Page
──────────
Polynomial Regression: Details

  • Logistic regression follows naturally. For example, in the figure we model

\[ \text{Pr}(y_i > 250 \mid x_i) = \frac{\exp(\beta_0 + \beta_1 x_i + \beta_2 x_i^2 + \dots + \beta_d x_i^d)}{1 + \exp(\beta_0 + \beta_1 x_i + \beta_2 x_i^2 + \dots + \beta_d x_i^d)}. \]

  • To get confidence intervals, compute upper and lower bounds on on the logit scale, and then invert to get on the probability scale.

  • Can do separately on several variables—just stack the variables into one matrix, and separate out the pieces afterwards (see GAMs later).

  • Caveat: Polynomials have notorious tail behavior — very bad for extrapolation. So, it is not recommended to trust predictions near the end of the data.

Step Functions

Step Functions

Step functions cut the range of a variable into \(K\) distinct regions in order to produce a qualitative variable. This has the effect of fitting a piecewise constant function.

\[ C_1(X) = I(X < 35), \quad C_2(X) = I(35 \leq X < 50), \dots, C_3(X) = I(X \geq 65) \]

Step Functions

A step function model partitions the range of a predictor variable \(X\) into multiple intervals and creates a set of dummy (0/1) indicators—one for each interval. By fitting a standard linear model with these dummy variables, the resulting function is piecewise constant: within each interval, the fitted value remains the same.

  • Local (Step Functions): Because each interval in a step function acts independently, changes in one interval have minimal or no effect on the fitted values in other intervals. Consequently, step functions allow a locally controlled fit, where data in a specific region of \(X\) only affect the parameters corresponding to that interval.
──────────
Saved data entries

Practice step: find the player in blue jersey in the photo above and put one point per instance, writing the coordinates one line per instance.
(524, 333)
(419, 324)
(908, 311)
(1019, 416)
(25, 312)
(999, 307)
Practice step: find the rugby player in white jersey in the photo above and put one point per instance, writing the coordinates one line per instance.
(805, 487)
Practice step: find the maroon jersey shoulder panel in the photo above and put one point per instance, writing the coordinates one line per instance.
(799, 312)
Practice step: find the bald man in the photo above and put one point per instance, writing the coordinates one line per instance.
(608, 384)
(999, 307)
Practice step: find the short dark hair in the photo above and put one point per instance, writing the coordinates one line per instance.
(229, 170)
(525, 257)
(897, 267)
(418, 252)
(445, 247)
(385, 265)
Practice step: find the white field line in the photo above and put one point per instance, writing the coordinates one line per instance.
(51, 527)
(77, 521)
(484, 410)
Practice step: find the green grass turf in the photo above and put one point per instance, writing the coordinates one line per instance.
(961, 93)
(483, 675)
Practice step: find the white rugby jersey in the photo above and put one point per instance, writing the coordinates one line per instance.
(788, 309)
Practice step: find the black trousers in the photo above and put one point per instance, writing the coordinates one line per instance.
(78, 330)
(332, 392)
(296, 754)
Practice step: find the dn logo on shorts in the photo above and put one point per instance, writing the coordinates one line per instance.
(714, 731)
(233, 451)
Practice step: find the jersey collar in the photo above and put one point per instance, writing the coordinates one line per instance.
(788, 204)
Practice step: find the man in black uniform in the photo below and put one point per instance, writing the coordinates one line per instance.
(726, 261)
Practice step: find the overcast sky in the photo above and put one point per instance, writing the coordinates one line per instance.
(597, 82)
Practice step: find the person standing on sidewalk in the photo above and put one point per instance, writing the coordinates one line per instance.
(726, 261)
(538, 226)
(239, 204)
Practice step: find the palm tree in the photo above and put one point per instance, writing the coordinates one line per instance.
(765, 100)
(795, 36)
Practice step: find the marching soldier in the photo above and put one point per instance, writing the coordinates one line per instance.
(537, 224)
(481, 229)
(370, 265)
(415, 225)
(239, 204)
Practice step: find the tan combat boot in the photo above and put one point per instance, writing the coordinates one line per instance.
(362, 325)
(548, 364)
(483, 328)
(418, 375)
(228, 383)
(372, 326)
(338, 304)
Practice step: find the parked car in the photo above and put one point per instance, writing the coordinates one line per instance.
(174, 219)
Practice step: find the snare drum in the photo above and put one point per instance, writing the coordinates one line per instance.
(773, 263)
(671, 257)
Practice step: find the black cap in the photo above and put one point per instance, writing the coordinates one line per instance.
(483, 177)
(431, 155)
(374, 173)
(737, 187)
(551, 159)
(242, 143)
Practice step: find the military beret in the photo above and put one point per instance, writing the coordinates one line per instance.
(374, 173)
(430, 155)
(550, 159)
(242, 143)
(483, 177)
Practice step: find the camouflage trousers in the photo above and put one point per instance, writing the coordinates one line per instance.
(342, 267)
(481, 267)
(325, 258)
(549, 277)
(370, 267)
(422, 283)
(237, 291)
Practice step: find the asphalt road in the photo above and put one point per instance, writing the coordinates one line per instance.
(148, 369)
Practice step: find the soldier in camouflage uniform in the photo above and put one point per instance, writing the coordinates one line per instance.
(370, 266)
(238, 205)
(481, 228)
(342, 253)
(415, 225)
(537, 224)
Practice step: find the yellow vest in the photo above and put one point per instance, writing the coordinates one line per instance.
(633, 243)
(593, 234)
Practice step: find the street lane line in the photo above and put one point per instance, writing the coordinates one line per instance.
──────────
Short problem 1
Answer these three questions using the notes on polynomial regression and step functions:
(a) In the logistic model, what value must y_i exceed?
(b) On which scale are the upper and lower bounds computed to get confidence intervals?
(c) What kind of function results from fitting a standard linear model with the dummy indicators?
Short problem 2
Name every numeric cutoff for X that appears in the indicator definitions in the notes on polynomial regression and step functions.
Short problem 3
Extend the notes on polynomial regression and step functions, starting after their final sentence.

Written reply 1
(a) 250
(b) The logit scale
(c) A piecewise constant function

Written reply 2
35, 50, 65

Written reply 3
  • Global (Polynomials): In contrast, polynomial models rely on parameters that apply across the entire range of \(X\). Consequently, if you alter a single data point or a small set of points in one region, those changes can influence the fitted function everywhere else. This global dependence can lead to dramatic shifts in the estimated curve.

  • Simplicity: Step functions are conceptually straightforward and easy to implement, requiring only the definition of intervals and fitting dummy variables.

  • Local Control: Their piecewise nature can be beneficial when the true relationship changes abruptly or when you want to minimize the effect of outliers in one region on the fit elsewhere.

  • But there are some Drawbacks:

    • Blocky Appearance: The fitted function may appear abrupt or “blocky,” as it is piecewise constant rather than smooth.
    • Boundary Sensitivity: Choosing the number and location of breakpoints is somewhat subjective and can significantly impact the model’s fit.
  • Overall, step functions provide an intuitive, locally controlled alternative to global polynomial models. However, the abrupt transitions and the need to specify breakpoints can limit their practical appeal—particularly for applications where a smooth or continuous functional form is desired.

Step functions

  • Easy to work with. Creates a series of dummy variables representing each group.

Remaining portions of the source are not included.